* _DESCRIPTION OF THE TASK_
Would it be possible to quote, exactly and in full, the lines from the one with "In this exercise you will label the grassy" through the end of the entries below?

* _MATERIAL PROVIDED_
########################################
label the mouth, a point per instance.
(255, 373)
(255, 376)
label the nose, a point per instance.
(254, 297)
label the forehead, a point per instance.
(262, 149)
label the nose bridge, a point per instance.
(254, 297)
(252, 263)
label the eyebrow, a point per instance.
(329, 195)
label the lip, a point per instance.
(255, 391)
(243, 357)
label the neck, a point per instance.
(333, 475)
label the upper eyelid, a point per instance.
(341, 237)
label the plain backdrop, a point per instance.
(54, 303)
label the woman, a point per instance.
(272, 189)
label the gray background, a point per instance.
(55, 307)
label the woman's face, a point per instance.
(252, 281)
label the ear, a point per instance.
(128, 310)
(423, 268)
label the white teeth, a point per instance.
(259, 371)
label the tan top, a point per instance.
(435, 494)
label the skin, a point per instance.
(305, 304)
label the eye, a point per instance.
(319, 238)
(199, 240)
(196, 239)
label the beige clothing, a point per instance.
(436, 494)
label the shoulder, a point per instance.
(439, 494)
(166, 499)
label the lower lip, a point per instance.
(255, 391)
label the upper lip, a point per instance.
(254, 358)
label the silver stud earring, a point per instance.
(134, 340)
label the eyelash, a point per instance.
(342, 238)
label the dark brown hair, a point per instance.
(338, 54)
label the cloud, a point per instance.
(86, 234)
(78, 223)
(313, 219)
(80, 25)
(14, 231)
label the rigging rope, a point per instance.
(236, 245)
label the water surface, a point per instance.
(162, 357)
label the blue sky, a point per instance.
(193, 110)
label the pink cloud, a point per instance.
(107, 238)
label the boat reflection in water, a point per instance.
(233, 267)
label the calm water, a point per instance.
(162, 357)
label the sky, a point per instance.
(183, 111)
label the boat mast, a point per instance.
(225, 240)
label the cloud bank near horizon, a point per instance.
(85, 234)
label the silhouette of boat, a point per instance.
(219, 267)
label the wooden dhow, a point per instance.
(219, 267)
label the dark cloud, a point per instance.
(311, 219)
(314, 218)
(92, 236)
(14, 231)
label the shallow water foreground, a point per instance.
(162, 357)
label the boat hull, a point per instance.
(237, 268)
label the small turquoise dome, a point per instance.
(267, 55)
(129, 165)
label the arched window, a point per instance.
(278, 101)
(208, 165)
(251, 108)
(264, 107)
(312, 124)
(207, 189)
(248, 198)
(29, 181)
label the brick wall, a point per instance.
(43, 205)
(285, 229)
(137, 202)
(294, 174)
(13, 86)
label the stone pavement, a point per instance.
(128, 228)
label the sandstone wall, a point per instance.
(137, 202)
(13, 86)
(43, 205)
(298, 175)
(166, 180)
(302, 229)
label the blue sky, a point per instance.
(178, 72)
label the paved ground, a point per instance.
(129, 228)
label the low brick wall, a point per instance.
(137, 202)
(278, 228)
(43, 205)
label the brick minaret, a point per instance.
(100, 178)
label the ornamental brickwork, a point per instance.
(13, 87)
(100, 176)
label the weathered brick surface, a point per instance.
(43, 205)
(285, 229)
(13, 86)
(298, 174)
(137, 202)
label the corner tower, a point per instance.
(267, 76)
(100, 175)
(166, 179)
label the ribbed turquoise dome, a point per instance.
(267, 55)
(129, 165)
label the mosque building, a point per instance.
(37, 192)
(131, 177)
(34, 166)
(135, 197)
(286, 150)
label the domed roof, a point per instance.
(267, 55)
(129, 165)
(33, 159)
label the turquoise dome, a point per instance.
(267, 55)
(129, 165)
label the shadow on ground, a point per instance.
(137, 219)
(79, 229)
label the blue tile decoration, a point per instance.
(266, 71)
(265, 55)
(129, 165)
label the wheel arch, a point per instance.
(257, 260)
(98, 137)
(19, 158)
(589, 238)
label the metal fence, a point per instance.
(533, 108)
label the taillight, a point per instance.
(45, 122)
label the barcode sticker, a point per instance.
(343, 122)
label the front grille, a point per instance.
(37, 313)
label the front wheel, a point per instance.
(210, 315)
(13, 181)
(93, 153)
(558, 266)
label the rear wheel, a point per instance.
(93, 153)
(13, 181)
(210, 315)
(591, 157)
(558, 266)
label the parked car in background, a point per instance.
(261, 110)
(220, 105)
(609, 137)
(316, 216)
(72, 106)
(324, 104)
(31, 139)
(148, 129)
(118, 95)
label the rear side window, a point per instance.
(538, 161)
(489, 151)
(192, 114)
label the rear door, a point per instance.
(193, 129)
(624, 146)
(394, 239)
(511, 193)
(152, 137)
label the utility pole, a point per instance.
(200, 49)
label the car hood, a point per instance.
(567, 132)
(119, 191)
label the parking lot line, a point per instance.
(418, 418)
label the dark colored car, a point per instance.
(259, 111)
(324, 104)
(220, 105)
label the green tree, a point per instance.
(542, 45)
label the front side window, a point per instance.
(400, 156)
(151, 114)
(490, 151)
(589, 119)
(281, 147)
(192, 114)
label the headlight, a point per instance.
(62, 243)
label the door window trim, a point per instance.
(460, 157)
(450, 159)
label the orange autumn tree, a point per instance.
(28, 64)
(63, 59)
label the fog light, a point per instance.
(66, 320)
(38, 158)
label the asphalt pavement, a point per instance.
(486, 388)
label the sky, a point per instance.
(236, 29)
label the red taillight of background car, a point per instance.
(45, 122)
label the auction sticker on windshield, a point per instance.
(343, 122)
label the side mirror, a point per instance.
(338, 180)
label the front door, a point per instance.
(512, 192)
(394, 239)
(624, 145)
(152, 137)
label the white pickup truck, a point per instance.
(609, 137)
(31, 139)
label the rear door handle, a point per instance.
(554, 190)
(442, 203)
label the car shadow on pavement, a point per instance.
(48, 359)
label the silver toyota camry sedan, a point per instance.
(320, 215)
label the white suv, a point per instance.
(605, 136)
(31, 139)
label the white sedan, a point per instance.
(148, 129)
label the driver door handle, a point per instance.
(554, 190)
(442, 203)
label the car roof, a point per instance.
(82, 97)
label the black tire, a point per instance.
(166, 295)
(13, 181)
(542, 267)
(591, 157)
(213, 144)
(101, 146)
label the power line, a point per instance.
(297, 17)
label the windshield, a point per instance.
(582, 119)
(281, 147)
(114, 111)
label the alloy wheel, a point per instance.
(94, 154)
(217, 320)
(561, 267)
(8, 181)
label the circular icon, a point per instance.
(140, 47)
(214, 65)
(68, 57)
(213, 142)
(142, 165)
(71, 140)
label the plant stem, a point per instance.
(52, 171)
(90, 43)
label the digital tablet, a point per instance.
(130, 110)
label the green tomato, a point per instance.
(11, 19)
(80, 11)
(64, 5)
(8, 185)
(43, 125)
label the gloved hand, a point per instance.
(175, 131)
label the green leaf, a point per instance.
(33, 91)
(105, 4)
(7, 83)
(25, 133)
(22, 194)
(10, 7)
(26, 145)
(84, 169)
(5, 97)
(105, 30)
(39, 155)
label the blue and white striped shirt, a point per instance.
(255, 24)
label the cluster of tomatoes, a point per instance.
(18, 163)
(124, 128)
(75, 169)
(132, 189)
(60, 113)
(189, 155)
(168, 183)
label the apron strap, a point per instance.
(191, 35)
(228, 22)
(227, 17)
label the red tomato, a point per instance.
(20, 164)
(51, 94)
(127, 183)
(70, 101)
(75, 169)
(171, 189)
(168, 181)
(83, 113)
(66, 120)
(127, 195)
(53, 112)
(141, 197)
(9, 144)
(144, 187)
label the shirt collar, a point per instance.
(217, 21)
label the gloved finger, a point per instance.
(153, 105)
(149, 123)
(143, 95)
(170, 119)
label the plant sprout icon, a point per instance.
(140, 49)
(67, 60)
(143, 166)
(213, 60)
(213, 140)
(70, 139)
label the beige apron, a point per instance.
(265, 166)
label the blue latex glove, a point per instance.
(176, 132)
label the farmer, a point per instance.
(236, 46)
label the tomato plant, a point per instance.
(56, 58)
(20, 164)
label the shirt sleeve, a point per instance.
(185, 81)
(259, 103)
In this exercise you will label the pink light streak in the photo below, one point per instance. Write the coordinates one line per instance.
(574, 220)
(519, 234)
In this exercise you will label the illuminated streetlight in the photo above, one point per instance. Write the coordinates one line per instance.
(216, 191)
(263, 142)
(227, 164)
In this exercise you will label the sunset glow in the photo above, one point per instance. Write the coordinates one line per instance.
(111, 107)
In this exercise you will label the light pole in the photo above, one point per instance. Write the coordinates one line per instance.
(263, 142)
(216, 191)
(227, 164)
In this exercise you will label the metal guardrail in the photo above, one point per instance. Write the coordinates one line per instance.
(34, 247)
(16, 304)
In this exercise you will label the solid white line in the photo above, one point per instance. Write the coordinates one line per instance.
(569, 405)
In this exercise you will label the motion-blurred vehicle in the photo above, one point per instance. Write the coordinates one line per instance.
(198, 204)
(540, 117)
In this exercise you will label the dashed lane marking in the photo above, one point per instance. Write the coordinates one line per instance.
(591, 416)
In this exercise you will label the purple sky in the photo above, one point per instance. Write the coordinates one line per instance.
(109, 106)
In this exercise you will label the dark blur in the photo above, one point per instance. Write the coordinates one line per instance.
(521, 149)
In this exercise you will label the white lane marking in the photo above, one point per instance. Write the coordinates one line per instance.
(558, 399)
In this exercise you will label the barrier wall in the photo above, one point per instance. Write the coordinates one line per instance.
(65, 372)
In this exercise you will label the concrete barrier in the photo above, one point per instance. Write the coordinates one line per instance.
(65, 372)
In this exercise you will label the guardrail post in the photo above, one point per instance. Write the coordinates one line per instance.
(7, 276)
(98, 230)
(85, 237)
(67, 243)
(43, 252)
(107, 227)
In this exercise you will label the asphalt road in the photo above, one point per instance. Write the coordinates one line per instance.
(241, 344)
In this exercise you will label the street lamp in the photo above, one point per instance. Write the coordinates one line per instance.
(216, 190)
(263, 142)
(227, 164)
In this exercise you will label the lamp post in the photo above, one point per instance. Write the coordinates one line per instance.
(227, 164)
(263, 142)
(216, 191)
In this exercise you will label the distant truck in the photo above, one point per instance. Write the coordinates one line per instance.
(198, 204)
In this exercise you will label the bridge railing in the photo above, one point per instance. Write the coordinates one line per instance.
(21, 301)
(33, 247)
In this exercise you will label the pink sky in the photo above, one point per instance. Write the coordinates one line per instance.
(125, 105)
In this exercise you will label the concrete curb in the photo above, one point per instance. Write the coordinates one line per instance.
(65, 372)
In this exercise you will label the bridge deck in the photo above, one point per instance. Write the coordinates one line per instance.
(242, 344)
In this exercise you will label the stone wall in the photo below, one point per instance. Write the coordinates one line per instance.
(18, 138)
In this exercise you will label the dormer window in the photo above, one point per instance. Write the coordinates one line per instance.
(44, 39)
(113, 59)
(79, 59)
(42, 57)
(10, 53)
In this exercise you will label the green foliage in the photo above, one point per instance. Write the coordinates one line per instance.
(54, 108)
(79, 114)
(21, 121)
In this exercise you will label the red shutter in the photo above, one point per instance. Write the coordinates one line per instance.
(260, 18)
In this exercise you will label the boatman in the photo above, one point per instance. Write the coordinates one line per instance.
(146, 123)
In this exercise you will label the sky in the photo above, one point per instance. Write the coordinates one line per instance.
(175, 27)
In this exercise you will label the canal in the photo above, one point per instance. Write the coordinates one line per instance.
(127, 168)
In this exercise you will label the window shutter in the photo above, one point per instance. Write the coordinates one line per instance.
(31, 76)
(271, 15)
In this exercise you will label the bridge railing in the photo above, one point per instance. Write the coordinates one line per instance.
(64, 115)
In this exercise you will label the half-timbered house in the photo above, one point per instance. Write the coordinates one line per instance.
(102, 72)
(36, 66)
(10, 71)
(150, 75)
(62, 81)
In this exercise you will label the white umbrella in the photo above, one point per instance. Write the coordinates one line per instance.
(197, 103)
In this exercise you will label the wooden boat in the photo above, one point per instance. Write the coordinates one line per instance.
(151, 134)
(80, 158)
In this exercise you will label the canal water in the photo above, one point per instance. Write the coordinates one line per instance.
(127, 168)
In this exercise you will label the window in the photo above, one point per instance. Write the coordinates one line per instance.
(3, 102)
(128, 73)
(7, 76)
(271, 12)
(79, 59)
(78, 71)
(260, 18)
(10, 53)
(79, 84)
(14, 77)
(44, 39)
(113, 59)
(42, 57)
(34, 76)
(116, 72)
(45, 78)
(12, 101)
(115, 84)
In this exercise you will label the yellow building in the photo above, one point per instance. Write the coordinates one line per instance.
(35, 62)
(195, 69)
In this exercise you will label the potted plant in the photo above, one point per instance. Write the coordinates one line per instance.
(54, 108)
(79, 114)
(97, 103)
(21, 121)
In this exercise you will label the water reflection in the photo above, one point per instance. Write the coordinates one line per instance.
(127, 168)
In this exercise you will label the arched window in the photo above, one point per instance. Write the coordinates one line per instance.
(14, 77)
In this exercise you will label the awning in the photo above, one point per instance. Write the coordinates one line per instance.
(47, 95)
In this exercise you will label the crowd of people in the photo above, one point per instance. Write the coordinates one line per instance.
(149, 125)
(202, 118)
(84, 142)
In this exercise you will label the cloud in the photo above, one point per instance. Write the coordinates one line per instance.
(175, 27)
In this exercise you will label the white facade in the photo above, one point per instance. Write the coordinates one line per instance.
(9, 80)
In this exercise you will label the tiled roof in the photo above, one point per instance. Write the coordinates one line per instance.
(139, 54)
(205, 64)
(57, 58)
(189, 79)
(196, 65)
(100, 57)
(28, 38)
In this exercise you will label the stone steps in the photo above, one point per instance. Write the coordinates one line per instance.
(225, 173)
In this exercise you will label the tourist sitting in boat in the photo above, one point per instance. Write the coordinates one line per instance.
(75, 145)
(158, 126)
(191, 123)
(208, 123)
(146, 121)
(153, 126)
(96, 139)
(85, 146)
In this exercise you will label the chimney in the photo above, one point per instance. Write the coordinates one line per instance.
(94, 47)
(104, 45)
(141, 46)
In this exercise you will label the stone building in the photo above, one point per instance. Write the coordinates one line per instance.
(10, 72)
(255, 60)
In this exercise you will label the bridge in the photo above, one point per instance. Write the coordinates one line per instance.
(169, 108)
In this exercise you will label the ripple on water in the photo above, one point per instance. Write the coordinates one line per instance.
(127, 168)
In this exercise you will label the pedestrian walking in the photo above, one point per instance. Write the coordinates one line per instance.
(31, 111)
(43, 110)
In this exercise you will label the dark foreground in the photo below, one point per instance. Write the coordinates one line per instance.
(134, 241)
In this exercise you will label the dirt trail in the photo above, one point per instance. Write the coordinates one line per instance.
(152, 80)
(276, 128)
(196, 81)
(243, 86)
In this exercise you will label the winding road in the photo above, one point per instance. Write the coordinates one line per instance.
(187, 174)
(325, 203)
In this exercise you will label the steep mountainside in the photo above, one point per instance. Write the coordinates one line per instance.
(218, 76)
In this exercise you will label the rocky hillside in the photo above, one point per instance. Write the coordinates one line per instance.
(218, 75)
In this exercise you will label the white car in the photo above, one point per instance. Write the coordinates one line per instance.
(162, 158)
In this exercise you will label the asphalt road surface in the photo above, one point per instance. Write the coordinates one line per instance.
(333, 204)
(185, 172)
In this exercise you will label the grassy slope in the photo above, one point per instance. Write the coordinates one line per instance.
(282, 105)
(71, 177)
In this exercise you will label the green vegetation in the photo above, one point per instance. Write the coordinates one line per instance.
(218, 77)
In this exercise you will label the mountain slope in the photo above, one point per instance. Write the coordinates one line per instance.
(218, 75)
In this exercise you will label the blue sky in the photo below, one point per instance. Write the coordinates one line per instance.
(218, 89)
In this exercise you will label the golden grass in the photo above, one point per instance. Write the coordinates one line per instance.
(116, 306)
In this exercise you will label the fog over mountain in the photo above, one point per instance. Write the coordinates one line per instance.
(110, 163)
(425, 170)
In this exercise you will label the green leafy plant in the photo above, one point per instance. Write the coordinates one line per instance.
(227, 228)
########################################
* _FINAL ANSWER_
In this exercise you will label the grassy slope in the photo above, one point per instance. Write the coordinates one line per instance.
(282, 105)
(71, 177)
In this exercise you will label the green vegetation in the photo above, one point per instance. Write the coordinates one line per instance.
(218, 77)
In this exercise you will label the mountain slope in the photo above, one point per instance. Write the coordinates one line per instance.
(218, 75)
In this exercise you will label the blue sky in the photo below, one point per instance. Write the coordinates one line per instance.
(218, 89)
In this exercise you will label the golden grass in the photo above, one point per instance. Write the coordinates one line per instance.
(116, 306)
In this exercise you will label the fog over mountain in the photo above, one point per instance. Write the coordinates one line per instance.
(110, 163)
(425, 170)
In this exercise you will label the green leafy plant in the photo above, one point per instance. Write the coordinates one line per instance.
(227, 228)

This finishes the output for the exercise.